===== Data provided =====

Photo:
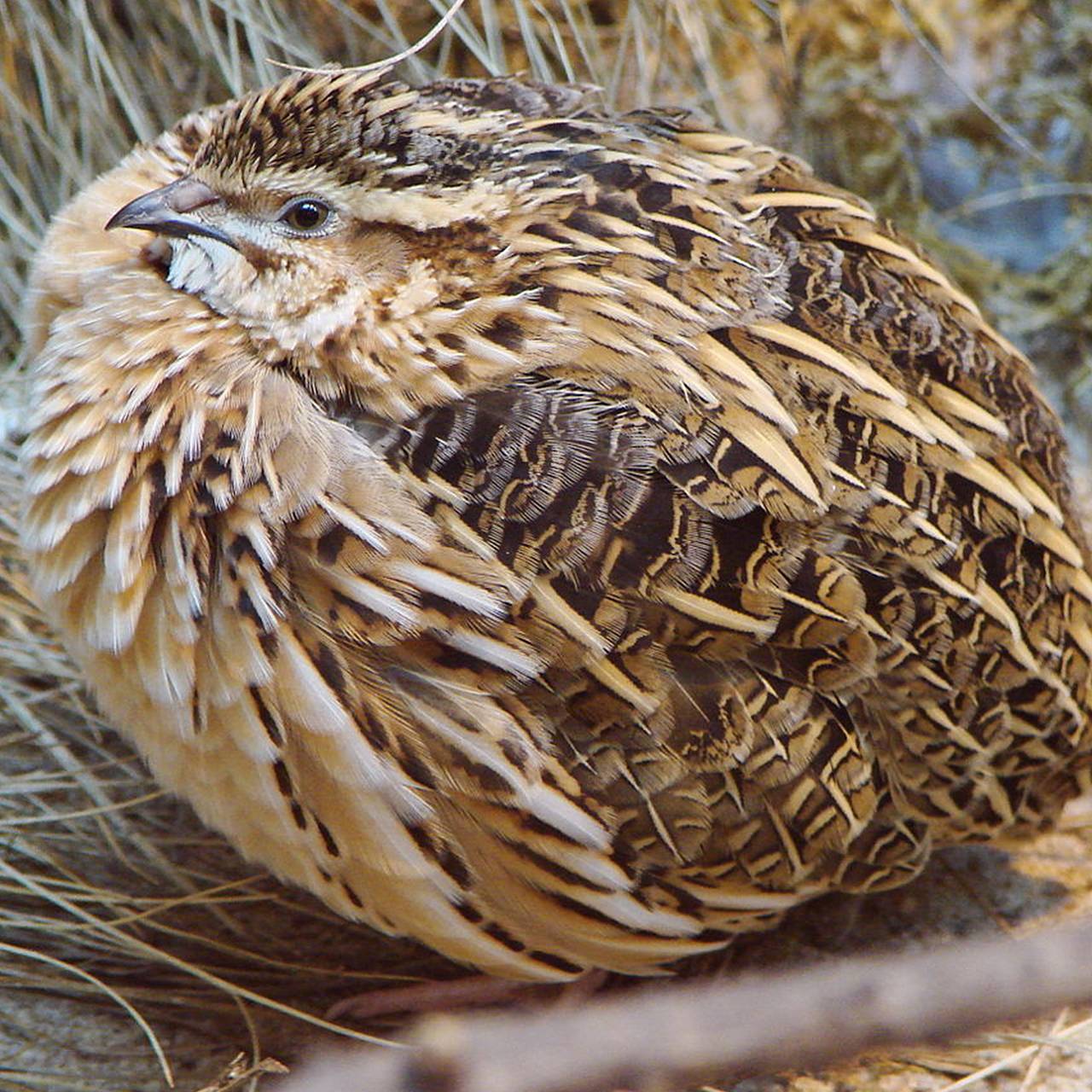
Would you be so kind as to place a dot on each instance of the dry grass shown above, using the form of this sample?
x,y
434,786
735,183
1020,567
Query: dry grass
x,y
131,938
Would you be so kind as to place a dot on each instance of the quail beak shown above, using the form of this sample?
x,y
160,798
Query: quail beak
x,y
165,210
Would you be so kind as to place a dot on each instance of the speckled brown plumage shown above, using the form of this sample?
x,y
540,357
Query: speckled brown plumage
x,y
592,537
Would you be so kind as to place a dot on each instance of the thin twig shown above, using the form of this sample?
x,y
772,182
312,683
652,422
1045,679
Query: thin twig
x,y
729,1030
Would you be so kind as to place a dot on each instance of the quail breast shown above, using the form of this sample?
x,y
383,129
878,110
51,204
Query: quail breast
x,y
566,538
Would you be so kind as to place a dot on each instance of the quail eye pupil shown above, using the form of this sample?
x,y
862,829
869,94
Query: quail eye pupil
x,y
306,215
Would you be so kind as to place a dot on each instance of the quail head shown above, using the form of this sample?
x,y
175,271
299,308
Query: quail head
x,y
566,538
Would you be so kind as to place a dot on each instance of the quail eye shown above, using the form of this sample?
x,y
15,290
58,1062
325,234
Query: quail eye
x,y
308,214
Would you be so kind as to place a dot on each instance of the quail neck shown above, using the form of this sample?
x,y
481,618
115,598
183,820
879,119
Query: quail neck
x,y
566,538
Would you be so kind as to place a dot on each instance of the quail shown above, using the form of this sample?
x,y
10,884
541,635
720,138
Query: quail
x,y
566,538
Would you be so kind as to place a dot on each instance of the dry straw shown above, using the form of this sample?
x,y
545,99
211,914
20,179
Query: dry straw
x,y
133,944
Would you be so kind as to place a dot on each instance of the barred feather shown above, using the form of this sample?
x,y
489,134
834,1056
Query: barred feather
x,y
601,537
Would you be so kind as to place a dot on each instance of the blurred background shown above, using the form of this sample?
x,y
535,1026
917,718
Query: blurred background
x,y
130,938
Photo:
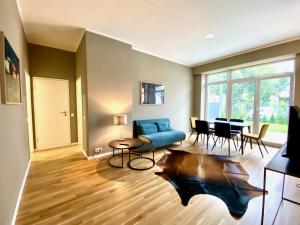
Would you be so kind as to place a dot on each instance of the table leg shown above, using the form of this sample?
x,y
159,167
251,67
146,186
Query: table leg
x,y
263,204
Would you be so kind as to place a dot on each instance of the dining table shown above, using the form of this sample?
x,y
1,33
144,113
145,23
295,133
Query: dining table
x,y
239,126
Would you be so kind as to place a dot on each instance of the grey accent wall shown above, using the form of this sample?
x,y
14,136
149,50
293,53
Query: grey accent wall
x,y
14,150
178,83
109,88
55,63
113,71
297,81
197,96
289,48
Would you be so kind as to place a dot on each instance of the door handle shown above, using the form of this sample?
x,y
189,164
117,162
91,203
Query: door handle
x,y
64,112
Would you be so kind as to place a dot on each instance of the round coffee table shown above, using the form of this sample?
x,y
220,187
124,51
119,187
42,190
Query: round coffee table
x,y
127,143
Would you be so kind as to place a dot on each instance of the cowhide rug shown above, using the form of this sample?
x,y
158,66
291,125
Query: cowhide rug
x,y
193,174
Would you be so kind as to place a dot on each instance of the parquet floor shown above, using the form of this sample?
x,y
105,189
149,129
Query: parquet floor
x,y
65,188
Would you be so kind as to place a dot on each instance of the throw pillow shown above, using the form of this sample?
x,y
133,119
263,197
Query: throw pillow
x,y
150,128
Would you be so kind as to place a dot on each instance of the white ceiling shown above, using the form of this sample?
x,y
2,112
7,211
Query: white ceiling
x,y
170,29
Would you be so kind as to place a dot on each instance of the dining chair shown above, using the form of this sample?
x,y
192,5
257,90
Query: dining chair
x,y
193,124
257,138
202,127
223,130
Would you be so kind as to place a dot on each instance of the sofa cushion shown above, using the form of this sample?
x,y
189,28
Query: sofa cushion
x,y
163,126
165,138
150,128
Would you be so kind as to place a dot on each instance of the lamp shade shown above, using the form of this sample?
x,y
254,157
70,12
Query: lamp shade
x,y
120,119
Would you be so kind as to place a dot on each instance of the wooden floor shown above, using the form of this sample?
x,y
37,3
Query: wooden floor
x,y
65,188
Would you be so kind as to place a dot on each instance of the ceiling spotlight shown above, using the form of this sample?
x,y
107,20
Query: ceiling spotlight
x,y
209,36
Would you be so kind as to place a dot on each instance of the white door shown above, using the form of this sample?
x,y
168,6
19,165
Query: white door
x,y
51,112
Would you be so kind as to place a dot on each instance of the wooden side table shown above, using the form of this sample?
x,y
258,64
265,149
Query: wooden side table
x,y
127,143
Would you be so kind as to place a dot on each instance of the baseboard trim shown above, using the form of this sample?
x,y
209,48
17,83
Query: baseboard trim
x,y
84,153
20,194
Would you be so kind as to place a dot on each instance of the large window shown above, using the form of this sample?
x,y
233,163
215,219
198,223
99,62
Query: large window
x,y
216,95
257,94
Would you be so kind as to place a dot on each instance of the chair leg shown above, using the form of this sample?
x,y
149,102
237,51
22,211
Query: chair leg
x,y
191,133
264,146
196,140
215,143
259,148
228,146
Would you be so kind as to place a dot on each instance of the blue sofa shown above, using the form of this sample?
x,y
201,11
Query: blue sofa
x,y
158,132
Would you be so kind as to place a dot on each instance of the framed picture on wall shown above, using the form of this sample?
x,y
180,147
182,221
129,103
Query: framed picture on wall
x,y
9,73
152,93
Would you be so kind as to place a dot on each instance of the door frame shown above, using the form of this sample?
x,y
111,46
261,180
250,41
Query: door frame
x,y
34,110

=====

### Aim of the task
Reproduce the listing above exactly from the line containing "of the lamp" through its last line, with both of those lines included.

### Full output
Would you be so kind as to place a dot on each instance of the lamp shade shown above, using the form of this sample?
x,y
254,157
70,12
Query: lamp shade
x,y
120,119
Would you be so kind as to place a dot on each instance of the wooden floor shown above, using the form of this sample?
x,y
37,3
Query: wooden floor
x,y
65,188
Would you be so kind as to place a dot on each instance of the ceiling spotlight shown above, using the form of this sample?
x,y
107,20
Query: ceiling spotlight
x,y
209,36
Would you be so kind as to place a dot on each instance of the white door shown above, using the form of this sample?
x,y
168,6
19,165
Query: white door
x,y
51,112
Would you be so kind as to place a dot on each instance of the wooden side table shown above, using the form of this sample?
x,y
258,64
265,149
Query: wooden side table
x,y
127,143
Would you be so kind as to place a dot on each instance of the baseboard trim shown above, using the form of this sample?
x,y
209,48
17,83
Query: baseboard trim
x,y
84,153
20,194
Would you be so kind as to place a dot on each instance of the large window shown above, using the form of this sample?
x,y
233,163
215,219
198,223
99,62
Query: large window
x,y
216,95
257,94
Would you be so kind as to place a dot on each instance of the chair leg shown above, using the form of this sample?
x,y
149,102
237,51
22,211
Query: chair leg
x,y
191,133
264,146
196,140
215,143
259,148
228,146
Would you be so kind as to place a dot on each instance of the blue sofa shown above, using the form of this sample?
x,y
201,11
Query: blue sofa
x,y
158,132
Would you be so kind as to place a dot on each instance of the framed picture on wall shown above, using the form of this sample?
x,y
180,147
182,221
129,103
Query: framed picture on wall
x,y
9,73
152,93
Would you be so kind as to place a dot on each instance of the door frame shown above, using the form of this sample?
x,y
111,46
261,180
250,41
Query: door frame
x,y
34,110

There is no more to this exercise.